• **TASK DIRECTIONS**
In this exercise, every entry is to be copied exactly.

::: ENTRIES SHOWN

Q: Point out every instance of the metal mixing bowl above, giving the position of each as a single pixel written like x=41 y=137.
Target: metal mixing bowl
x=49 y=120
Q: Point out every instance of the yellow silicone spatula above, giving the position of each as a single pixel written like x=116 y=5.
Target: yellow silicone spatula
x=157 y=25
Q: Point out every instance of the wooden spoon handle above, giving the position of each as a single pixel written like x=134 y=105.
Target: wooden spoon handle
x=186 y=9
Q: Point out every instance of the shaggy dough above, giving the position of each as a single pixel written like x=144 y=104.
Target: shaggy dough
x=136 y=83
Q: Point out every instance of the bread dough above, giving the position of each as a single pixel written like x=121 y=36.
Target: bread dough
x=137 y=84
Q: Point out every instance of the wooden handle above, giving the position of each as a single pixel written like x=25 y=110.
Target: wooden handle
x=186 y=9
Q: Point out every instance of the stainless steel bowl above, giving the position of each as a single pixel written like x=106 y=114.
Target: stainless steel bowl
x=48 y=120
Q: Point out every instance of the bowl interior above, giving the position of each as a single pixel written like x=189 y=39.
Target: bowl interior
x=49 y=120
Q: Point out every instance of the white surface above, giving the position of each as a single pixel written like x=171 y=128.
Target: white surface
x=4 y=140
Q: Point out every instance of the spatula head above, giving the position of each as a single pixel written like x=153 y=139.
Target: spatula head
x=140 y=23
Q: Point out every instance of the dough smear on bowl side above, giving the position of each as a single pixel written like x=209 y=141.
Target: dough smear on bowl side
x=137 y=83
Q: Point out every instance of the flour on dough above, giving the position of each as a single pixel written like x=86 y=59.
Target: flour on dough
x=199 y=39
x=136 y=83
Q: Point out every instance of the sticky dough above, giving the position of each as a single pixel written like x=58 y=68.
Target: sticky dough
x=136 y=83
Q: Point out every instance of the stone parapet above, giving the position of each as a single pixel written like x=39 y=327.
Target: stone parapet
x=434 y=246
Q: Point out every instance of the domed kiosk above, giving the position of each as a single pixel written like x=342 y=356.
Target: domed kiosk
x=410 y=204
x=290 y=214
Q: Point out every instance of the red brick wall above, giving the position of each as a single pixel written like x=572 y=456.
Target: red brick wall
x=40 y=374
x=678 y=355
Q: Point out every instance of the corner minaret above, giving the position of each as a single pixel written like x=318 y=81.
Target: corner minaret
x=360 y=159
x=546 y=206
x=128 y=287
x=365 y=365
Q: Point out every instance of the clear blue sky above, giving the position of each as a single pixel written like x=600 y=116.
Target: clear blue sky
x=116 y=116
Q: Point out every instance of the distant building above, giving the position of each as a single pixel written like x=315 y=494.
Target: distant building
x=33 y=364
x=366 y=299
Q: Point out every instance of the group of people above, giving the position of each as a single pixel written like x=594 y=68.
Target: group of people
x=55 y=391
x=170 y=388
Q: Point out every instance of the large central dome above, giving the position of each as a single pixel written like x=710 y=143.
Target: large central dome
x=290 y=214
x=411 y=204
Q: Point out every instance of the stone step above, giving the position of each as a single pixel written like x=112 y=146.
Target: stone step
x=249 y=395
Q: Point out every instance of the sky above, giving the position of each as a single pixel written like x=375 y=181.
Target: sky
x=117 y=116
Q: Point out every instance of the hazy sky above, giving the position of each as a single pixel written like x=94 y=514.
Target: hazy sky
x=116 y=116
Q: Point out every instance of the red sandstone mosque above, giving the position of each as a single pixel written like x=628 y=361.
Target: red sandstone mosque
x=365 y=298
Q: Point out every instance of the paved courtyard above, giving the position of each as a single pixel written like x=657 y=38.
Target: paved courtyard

::::::

• **YOUR SOLUTION**
Q: Point out every instance of the metal mixing bowl above, giving the position of each as a single pixel written like x=41 y=137.
Target: metal mixing bowl
x=49 y=120
Q: Point out every instance of the yellow silicone spatula above, giving the position of each as a single pixel written like x=116 y=5.
Target: yellow silicone spatula
x=157 y=25
Q: Point out every instance of the wooden spoon handle above, giving the position of each as a single pixel written like x=134 y=105.
Target: wooden spoon handle
x=186 y=9
Q: Point out every instance of the shaggy dough above, giving the position of each as a single pixel written like x=144 y=104.
Target: shaggy dough
x=136 y=83
Q: Point out every instance of the bread dough above, giving the position of each as a single pixel written like x=121 y=36.
Target: bread dough
x=137 y=84
Q: Point out every instance of the wooden handle above, giving the position of each as a single pixel written like x=25 y=110.
Target: wooden handle
x=186 y=9
Q: Point out every instance of the stainless steel bowl above, giving the position of each as a single pixel written like x=106 y=114.
Target: stainless steel bowl
x=48 y=120
Q: Point out every instance of the bowl interior above, giving the position of each as a single pixel written like x=189 y=39.
Target: bowl interior
x=49 y=120
Q: Point out every instance of the white surface above, giving the position of each as a single pixel written like x=171 y=128.
Target: white surface
x=4 y=140
Q: Point out every instance of the spatula head above, giving the position of each as a single pixel written like x=153 y=139.
Target: spatula head
x=140 y=23
Q: Point out every instance of the dough smear on bowl side above, giving the position of each as a single pixel written like x=209 y=141.
Target: dough smear on bowl side
x=137 y=83
Q: Point out every instance of the flour on dough above, giving the position of each as a single pixel written like x=86 y=59.
Target: flour on dough
x=199 y=39
x=136 y=83
Q: Point out every instance of the sticky dough above, giving the position of each as a single pixel written like x=58 y=68.
Target: sticky dough
x=136 y=83
Q: Point out every instance of the stone parapet above, giving the position of each as a single pixel written like x=39 y=327.
Target: stone parapet
x=434 y=246
Q: Point out every instance of the domed kiosk above, giving the position of each as a single pixel written like x=342 y=356.
Target: domed kiosk
x=410 y=204
x=290 y=214
Q: Point out every instance of the red brick wall above, giving the position of each as a single pixel written like x=572 y=456.
Target: red brick wall
x=40 y=374
x=678 y=355
Q: Point out every instance of the corner minaret above, giving the position of each as a single pixel written like x=318 y=81.
Target: corner minaret
x=360 y=159
x=546 y=206
x=128 y=287
x=365 y=365
Q: Point out every instance of the clear blue sky above, giving the position of each as a single pixel written like x=600 y=116.
Target: clear blue sky
x=116 y=116
Q: Point out every instance of the distant building above, giving the position of each as a single pixel written like x=315 y=494.
Target: distant building
x=33 y=364
x=366 y=299
Q: Point out every instance of the group of people above, giving the position of each as a single pixel written like x=594 y=68.
Target: group of people
x=55 y=391
x=170 y=388
Q: Point out every instance of the large central dome above, giving the position of each as a single pixel written like x=710 y=143.
Target: large central dome
x=290 y=214
x=411 y=204
Q: Point out every instance of the stone step above, giving the position of each as a single pixel written like x=112 y=146.
Target: stone step
x=249 y=395
Q: Point out every instance of the sky above, giving the position of each as a single pixel written like x=375 y=181.
Target: sky
x=117 y=116
Q: Point out every instance of the hazy sky above, giving the position of each as a single pixel written like x=94 y=514.
Target: hazy sky
x=116 y=116
Q: Point out every instance of the red sandstone mosque above, giving the position of each as a single pixel written like x=628 y=361.
Target: red sandstone mosque
x=365 y=298
Q: Point out every instance of the paved courtyard above, giving the position of each as a single pixel written like x=657 y=38.
Target: paved courtyard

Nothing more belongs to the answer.